● EXCERPT TO READ:
I have found that we could simply draw on from Mark's solution to
similar problem. In commit:

commit df857416a13734ed9356f6e4f0152d55e4fb748a
Author: Mark Rutland <mark.rutland@arm.com>
Date:   Wed Jul 16 16:32:44 2014 +0100

     arm64: cpuinfo: record cpu system register values

     Several kernel subsystems need to know details about CPU system 
register
     values, sometimes for CPUs other than that they are executing on. 
Rather
     than hard-coding system register accesses and cross-calls for these
     cases, this patch adds logic to record various system register 
values at
     boot-time. This may be used for feature reporting, firmware bug
     detection, etc.

     Separate hooks are added for the boot and hotplug paths to enable
     one-time intialisation and cold/warm boot value mismatch detection in
     later patches.

     Signed-off-by: Mark Rutland <mark.rutland@arm.com>
     Reviewed-by: Will Deacon <will.deacon@arm.com>
     Reviewed-by: Catalin Marinas <catalin.marinas@arm.com>
     Signed-off-by: Catalin Marinas <catalin.marinas@arm.com>

He added cpuinfo_store_cpu() call in secondary_start_kernel()

● SUPPLIED RECORDS:

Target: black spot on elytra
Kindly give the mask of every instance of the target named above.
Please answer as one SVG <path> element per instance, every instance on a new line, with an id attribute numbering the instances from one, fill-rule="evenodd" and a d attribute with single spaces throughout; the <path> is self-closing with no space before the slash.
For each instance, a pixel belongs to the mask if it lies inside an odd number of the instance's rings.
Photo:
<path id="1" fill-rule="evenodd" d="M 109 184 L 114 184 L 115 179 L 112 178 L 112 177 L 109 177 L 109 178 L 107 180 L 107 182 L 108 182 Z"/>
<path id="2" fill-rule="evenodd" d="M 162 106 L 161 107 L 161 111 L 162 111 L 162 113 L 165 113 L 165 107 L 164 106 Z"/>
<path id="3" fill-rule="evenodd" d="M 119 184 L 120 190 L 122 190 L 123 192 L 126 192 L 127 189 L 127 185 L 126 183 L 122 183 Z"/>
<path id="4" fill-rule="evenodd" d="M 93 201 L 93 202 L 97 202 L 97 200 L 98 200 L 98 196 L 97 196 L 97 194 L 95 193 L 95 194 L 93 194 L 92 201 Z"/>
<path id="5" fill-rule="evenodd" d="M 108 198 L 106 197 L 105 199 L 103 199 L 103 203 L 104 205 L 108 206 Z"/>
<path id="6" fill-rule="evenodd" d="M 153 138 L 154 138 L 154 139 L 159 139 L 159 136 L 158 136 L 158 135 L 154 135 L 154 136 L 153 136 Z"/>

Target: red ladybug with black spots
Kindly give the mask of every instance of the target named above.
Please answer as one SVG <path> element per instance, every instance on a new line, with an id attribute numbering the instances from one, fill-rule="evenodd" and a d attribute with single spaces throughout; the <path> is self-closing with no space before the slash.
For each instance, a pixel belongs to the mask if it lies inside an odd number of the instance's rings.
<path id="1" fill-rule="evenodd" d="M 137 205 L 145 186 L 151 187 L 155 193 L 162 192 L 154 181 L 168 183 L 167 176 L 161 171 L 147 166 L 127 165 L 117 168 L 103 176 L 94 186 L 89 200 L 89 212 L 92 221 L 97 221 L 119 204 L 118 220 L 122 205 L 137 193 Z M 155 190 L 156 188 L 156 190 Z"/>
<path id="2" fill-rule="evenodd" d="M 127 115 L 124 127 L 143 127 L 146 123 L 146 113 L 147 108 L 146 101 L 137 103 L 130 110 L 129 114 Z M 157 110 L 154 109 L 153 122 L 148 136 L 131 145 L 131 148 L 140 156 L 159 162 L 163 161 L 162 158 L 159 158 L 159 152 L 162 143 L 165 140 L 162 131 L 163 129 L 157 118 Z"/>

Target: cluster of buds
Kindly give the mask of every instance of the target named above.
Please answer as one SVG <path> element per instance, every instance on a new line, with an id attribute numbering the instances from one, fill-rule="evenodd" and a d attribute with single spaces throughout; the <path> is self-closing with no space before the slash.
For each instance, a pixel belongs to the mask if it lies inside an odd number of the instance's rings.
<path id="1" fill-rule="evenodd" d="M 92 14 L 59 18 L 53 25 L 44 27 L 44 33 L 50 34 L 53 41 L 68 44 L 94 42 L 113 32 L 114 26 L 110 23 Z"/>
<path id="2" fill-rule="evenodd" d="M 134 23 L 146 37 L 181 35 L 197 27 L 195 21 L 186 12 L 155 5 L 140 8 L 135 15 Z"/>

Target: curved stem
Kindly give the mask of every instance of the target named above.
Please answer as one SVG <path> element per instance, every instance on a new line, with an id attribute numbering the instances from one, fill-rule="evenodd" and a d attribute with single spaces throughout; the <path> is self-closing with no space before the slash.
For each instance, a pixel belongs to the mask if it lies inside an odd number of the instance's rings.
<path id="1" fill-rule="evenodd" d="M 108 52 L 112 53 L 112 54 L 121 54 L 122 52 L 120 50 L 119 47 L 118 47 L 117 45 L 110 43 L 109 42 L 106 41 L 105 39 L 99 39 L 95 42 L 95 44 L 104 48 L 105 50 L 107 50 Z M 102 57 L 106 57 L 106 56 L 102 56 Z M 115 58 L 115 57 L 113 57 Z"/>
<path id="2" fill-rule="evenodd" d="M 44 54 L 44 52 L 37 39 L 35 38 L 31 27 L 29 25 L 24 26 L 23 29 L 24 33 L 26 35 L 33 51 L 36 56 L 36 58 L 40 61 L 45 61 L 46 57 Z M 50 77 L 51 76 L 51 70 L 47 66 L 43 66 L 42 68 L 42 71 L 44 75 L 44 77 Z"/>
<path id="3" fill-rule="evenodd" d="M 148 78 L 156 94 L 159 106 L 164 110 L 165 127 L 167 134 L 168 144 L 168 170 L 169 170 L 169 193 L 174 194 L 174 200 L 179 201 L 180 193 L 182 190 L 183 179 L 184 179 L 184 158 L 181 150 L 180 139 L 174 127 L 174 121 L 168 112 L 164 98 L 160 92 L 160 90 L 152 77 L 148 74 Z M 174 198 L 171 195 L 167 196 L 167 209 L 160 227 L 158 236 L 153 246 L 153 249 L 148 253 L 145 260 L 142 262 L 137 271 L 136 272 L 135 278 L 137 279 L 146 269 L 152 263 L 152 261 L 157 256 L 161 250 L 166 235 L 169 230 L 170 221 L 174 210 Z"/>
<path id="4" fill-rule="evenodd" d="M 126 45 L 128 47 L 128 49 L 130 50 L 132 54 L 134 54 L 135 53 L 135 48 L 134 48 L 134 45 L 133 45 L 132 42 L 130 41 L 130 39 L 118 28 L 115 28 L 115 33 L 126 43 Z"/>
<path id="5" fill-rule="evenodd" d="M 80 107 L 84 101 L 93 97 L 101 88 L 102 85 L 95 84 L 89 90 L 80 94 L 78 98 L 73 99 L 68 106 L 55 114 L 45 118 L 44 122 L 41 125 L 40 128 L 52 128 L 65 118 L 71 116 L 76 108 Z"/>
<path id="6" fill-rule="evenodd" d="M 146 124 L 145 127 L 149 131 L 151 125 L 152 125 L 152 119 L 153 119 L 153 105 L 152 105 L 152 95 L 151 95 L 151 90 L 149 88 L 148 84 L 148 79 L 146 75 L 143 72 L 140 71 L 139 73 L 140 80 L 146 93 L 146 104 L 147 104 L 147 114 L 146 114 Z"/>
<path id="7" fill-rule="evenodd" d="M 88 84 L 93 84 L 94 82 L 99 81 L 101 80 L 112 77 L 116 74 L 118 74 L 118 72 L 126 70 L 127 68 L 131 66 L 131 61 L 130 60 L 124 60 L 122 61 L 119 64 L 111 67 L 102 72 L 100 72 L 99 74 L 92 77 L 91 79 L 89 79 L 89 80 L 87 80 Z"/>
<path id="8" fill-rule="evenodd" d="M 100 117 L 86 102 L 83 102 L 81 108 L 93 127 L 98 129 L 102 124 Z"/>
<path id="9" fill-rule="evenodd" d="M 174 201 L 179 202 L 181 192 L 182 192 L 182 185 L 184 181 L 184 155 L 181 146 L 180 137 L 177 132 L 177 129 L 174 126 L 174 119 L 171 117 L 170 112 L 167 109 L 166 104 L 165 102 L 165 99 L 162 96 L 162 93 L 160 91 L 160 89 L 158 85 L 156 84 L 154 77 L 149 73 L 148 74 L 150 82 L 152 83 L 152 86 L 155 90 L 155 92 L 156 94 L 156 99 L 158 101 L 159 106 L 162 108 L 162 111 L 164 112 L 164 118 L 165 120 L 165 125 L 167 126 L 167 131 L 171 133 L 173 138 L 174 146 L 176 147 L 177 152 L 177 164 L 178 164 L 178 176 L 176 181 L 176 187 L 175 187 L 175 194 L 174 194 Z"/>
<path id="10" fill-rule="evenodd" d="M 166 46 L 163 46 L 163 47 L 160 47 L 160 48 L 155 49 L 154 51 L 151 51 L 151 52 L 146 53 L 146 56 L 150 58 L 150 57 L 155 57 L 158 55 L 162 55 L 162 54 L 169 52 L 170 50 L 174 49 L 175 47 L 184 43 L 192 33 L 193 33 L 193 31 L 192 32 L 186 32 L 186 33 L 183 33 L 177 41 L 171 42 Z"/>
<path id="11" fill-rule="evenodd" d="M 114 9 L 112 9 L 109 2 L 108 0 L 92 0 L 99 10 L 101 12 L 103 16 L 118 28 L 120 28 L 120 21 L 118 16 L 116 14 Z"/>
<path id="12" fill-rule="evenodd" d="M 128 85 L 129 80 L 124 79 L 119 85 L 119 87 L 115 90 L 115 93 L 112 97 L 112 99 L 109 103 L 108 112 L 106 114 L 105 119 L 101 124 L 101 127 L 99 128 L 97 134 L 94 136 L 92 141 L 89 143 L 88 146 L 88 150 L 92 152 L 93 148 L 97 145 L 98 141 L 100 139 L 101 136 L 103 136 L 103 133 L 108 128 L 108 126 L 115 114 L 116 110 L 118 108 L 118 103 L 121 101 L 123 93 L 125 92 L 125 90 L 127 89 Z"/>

● PROBLEMS TO SOLVE:
1 - Decide whether each statement agrees with the cpuinfo commit excerpt. Answer yes or no for each, and quote the deciding words. (a) The patch records system register values. (b) Catalin Marinas reviewed the commit. (c) The commit is dated 2015.
2 - Summarize the cpuinfo commit excerpt in two sentences.
3 - Continue the cpuinfo commit excerpt from its last sentence.

● RESULTS OF THE TASKS:
1 -
(a) Yes: "this patch adds logic to record various system register"
(b) Yes: "Reviewed-by: Catalin Marinas <catalin.marinas@arm.com>"
(c) No: "Wed Jul 16 16:32:44 2014 +0100"

2 - The writer found that Mark Rutland's solution to a similar problem could be reused: his commit records various CPU system register values at boot time, so kernel subsystems can use them for feature reporting and firmware bug detection. The commit also adds separate hooks for the boot and hotplug paths, and it adds a cpuinfo_store_cpu() call in secondary_start_kernel().

3 -
[in arm64 smp.c]. Please check the file:
arch/arm64/kernel/cpuinfo.c

We can probably add our read-amu-regs-and-setup-invariance call
just below his cpuinfo_store_cpu.

Then the arm64 cpufeature.c would be clean, we will be called for
each cpu, late_initcal() will finish setup with edge case policy
check like in the init_amu_feature() code below.

> 
>>
>> diff --git a/arch/arm64/kernel/topology.c b/arch/arm64/kernel/topology.c
>> index 61f8264afec9..95b34085ae64 100644
>> --- a/arch/arm64/kernel/topology.c
>> +++ b/arch/arm64/kernel/topology.c
>> @@ -144,8 +144,8 @@ static struct cpu_amu_work __percpu *works;
>>   static cpumask_var_t cpus_to_visit;
>>
>>   static DEFINE_PER_CPU_READ_MOSTLY(unsigned long, arch_max_freq_scale);
>> -static DEFINE_PER_CPU(u64, arch_const_cycles_prev);
>> -static DEFINE_PER_CPU(u64, arch_core_cycles_prev);
>> +DEFINE_PER_CPU(u64, arch_const_cycles_prev);
>> +DEFINE_PER_CPU(u64, arch_core_cycles_prev);
>>   DECLARE_PER_CPU(u8, amu_scale_freq);
>>
>>   static void cpu_amu_fie_init_workfn(struct work_struct *work)
>> @@ -323,12 +323,64 @@ static int __init
>> register_fie_counters_cpufreq_notifier(void)
>>   }
>>   core_initcall(register_fie_counters_cpufreq_notifier);
>>
>> +static int __init init_amu_feature(void)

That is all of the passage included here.